───── Study material ─────
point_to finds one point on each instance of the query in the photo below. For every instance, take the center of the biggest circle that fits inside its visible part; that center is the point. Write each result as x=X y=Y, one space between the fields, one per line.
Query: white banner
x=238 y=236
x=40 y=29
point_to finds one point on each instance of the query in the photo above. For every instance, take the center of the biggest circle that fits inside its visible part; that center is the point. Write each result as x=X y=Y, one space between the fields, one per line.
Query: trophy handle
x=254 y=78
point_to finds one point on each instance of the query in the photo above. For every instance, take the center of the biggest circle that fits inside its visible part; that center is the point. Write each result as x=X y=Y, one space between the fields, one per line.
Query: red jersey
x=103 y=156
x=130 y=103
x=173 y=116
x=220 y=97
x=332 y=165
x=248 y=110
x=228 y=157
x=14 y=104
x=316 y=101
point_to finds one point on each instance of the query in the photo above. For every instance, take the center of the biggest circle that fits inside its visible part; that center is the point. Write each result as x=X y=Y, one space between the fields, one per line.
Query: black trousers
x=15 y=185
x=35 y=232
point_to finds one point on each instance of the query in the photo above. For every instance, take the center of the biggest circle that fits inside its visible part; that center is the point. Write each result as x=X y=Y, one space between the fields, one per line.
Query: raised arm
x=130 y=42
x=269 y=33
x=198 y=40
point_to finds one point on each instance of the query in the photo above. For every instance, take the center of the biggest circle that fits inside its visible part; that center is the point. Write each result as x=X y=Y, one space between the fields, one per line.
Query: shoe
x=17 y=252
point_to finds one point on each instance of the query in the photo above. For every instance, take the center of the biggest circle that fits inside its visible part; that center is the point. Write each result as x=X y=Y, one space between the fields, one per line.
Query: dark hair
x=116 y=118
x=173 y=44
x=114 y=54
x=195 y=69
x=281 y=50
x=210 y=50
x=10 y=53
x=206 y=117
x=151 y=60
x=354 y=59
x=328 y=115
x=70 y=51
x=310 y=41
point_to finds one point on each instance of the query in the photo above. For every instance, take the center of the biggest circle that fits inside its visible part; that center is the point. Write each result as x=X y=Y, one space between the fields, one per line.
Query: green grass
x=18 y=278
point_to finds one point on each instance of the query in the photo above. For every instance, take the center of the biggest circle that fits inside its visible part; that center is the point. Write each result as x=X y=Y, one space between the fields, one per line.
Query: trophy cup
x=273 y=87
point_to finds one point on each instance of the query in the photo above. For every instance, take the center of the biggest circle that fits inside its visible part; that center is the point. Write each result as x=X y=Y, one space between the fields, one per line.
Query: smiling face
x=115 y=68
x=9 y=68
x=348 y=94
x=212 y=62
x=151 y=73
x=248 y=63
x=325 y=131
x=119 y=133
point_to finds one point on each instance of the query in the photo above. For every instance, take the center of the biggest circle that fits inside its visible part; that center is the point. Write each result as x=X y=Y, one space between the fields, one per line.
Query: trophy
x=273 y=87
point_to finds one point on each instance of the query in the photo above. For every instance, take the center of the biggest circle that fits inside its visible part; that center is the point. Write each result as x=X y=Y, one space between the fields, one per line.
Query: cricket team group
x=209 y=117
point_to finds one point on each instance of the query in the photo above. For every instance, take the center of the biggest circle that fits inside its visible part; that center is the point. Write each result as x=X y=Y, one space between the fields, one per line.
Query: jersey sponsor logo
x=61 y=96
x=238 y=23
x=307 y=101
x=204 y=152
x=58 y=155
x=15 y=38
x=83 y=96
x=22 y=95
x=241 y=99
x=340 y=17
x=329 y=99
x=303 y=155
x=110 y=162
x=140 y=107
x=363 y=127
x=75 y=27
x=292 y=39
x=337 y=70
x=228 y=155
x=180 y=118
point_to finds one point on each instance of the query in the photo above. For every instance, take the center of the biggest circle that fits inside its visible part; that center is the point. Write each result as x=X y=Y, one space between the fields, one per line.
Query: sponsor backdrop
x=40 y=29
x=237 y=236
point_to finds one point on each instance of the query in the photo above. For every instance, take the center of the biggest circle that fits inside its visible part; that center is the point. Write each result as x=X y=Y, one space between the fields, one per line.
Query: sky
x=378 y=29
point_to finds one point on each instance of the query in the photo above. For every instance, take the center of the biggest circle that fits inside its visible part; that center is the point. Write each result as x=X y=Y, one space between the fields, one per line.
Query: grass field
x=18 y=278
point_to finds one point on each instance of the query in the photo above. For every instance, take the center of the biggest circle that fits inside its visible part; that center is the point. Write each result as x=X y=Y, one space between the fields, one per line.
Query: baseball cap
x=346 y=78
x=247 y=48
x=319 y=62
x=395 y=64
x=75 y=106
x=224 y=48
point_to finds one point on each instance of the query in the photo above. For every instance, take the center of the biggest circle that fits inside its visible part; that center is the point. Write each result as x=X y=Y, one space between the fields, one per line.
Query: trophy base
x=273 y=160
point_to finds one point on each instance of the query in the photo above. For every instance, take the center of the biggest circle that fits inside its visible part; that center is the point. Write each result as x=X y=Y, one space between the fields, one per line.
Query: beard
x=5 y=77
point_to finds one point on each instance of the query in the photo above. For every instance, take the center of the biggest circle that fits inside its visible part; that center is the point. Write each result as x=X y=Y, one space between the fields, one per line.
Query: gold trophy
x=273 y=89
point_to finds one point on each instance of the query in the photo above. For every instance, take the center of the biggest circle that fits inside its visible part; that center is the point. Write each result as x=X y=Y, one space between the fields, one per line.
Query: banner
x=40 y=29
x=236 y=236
─────
Retype the records above in full, exactly as they appear.

point_to finds one point on each instance of the query in the photo below. For every instance, take the center of the biggest circle that fits inside its visible part; that center is the point. Write each result as x=X y=Y, one space between the fields, one per line.
Query: white banner
x=238 y=236
x=40 y=29
point_to finds one point on each instance of the query in the photo above. For every instance, take the center of the biggest circle that fits inside its visible part; that center is the point. Write each result as x=X y=Y, one space between the fields, one per line.
Query: trophy handle
x=254 y=78
point_to finds one point on each instance of the query in the photo above. For every instance, take the center of the biggest circle that fits inside its visible part; that center is the point. Write each result as x=X y=Y, one space between the fields, one per line.
Query: red jersey
x=103 y=156
x=130 y=103
x=173 y=116
x=220 y=97
x=332 y=165
x=248 y=110
x=228 y=157
x=14 y=104
x=316 y=101
point_to finds one point on each instance of the query in the photo above. For every instance, take the center of the biggest circle that fits inside its visible part; that center is the point. Write each result as x=X y=Y, one space between the fields, one per line.
Query: black trousers
x=15 y=185
x=35 y=232
point_to finds one point on each instance of the query in the photo above. For every instance, take the center of the biggest circle that fits inside its visible part; that center is the point. Write each result as x=X y=Y, one space between the fields, one per line.
Query: raised arm
x=130 y=42
x=269 y=33
x=198 y=40
point_to finds one point on each instance of the query in the photo above. For every instance, take the center of the biggest circle that fits inside its visible part; that center is the point. Write each result as x=X y=Y, one space between the fields, one per line.
Query: shoe
x=17 y=252
point_to finds one point on each instance of the query in the photo above. For every instance, take the center of the biggest circle that fits inside its visible part; that center is the point. Write each result as x=X y=Y, one space between the fields, one per line.
Query: dark hair
x=116 y=118
x=173 y=44
x=114 y=54
x=195 y=69
x=281 y=50
x=210 y=50
x=10 y=53
x=206 y=117
x=151 y=60
x=354 y=59
x=328 y=115
x=70 y=51
x=310 y=41
point_to finds one point on each instance of the query in the photo above. For every instance, take the center of the biggest circle that fits inside its visible part; that center is the point. Write each result as x=X y=Y, one space between the fields, one per line.
Query: green grass
x=18 y=278
point_to finds one point on each instance of the query in the photo above. For every instance, take the center of the biggest circle that fits inside its visible part; that center is the point. Write each result as x=X y=Y, one space between the fields, one per line.
Query: trophy cup
x=273 y=87
point_to finds one point on each instance of the query in the photo above. For every instance, take the center of the biggest circle that fits inside its visible part; that center is the point. Write each result as x=X y=Y, one space between the fields, one per line.
Query: smiling face
x=115 y=68
x=9 y=68
x=348 y=94
x=212 y=62
x=151 y=73
x=248 y=63
x=325 y=131
x=119 y=133
point_to finds one point on each instance of the query in the photo above. For every instance, take the center of the biggest circle that fits inside its visible part; that center is the point. Write each result as x=X y=Y, one space between the fields, one per line.
Query: trophy
x=273 y=87
point_to finds one point on each instance of the query in the photo above. For every instance, take the center of the biggest circle that fits inside its visible part; that center is the point. Write each result as x=X y=Y, one space between the fields, one per line.
Query: cricket team group
x=209 y=117
point_to finds one point on each instance of the query in the photo above. For every instance, take the center of the biggest circle that fits inside its visible part; that center is the point. Write each result as x=X y=Y, one space between the fields, one per line.
Query: jersey sponsor logo
x=61 y=96
x=238 y=23
x=307 y=101
x=204 y=152
x=58 y=155
x=15 y=38
x=83 y=96
x=22 y=95
x=241 y=99
x=340 y=17
x=329 y=99
x=303 y=155
x=110 y=162
x=140 y=107
x=363 y=127
x=75 y=27
x=292 y=39
x=337 y=70
x=228 y=155
x=180 y=118
point_to finds one point on each instance of the query in the photo above. For every instance, take the center of the biggest circle that fits inside its visible part; that center is the point. Write each result as x=X y=Y, one space between the fields, one per line.
Query: sponsor backdrop
x=40 y=29
x=237 y=236
point_to finds one point on each instance of the query in the photo above. For every instance, take the center of the biggest circle that fits inside its visible part; that center is the point. Write each result as x=X y=Y, one space between the fields, one per line.
Query: sky
x=378 y=29
point_to finds one point on each instance of the query in the photo above. For every instance, take the center of the biggest circle that fits inside its visible part; that center is the point. Write each result as x=X y=Y, one space between the fields, one per line.
Query: grass field
x=18 y=278
point_to finds one point on each instance of the query in the photo above. For every instance, take the center of the biggest circle that fits inside its visible part; that center is the point. Write each result as x=X y=Y, one space between the fields, one per line.
Query: baseball cap
x=346 y=78
x=247 y=48
x=319 y=62
x=395 y=64
x=75 y=106
x=224 y=48
point_to finds one point on each instance of the query in the photo above. For every instance, take the center of the biggest circle that fits inside its visible part; that center is the point. Write each result as x=X y=Y, one space between the fields, one per line.
Query: trophy base
x=273 y=160
point_to finds one point on each instance of the query in the photo above. For every instance, take the center of the biggest circle that fits inside its visible part; that center is the point. Write each result as x=X y=Y, one space between the fields, one per line.
Query: beard
x=5 y=77
point_to finds one point on each instance of the query in the photo above. For every instance, take the center of the biggest circle that fits inside its visible part; that center is the point. Write each result as x=X y=Y, one space between the fields, one per line.
Query: gold trophy
x=273 y=89
point_to finds one point on each instance of the query in the photo above. For every instance, take the center of the biggest circle that fits inside its visible part; that center is the point. Write each result as x=X y=Y, one space between the fields, one per line.
Query: banner
x=40 y=29
x=236 y=236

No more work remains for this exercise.